(Bounding box annotation entries)
◆ ◆ ◆ ◆
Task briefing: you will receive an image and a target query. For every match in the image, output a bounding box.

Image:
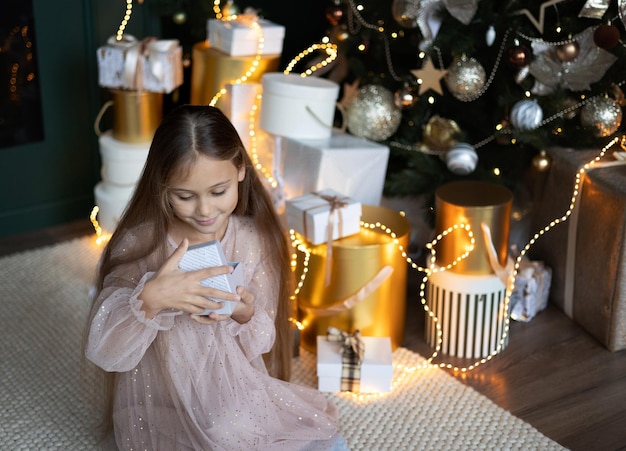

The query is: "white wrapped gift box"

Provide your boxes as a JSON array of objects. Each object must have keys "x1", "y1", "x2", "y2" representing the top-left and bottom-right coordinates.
[
  {"x1": 285, "y1": 189, "x2": 361, "y2": 245},
  {"x1": 260, "y1": 72, "x2": 339, "y2": 139},
  {"x1": 97, "y1": 35, "x2": 183, "y2": 94},
  {"x1": 207, "y1": 15, "x2": 285, "y2": 56},
  {"x1": 280, "y1": 131, "x2": 389, "y2": 205},
  {"x1": 317, "y1": 335, "x2": 393, "y2": 393}
]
◆ ◆ ◆ ◆
Rewrite the entries with every instance of "top-left" changed to "upper-left", keeping all other text identical. Omit the pictures from your version.

Task briefing: you will receive an image and a target query. For every match in the image, output a bounding box.

Image:

The query is: "white wrapped gift box"

Provide your boxes as a JSON array of objects. Each object must have keys "x1", "y1", "x2", "y2" representing the upper-left and bottom-right coordinates.
[
  {"x1": 285, "y1": 189, "x2": 361, "y2": 245},
  {"x1": 260, "y1": 72, "x2": 339, "y2": 139},
  {"x1": 97, "y1": 35, "x2": 183, "y2": 94},
  {"x1": 207, "y1": 15, "x2": 285, "y2": 56},
  {"x1": 280, "y1": 131, "x2": 389, "y2": 205},
  {"x1": 317, "y1": 335, "x2": 393, "y2": 393}
]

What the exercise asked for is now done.